** begin **
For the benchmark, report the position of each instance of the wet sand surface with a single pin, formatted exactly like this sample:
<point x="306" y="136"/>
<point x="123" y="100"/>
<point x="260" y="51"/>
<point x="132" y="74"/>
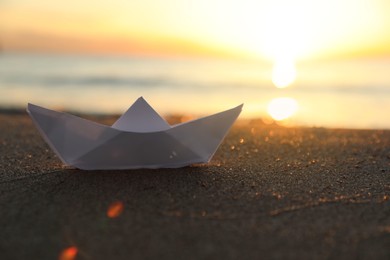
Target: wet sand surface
** end **
* WHAT TO DO
Please change every "wet sand surface" in the lines above to "dry sand surface" and leave everything else as it is. Leave the pictures out of your answer.

* RESPONSE FOR THIS EXERCISE
For the benchmark, report the position of each instance of the dry sand surface with a single pin, formatted exactly like this sample:
<point x="306" y="136"/>
<point x="123" y="100"/>
<point x="260" y="51"/>
<point x="132" y="74"/>
Target: dry sand surface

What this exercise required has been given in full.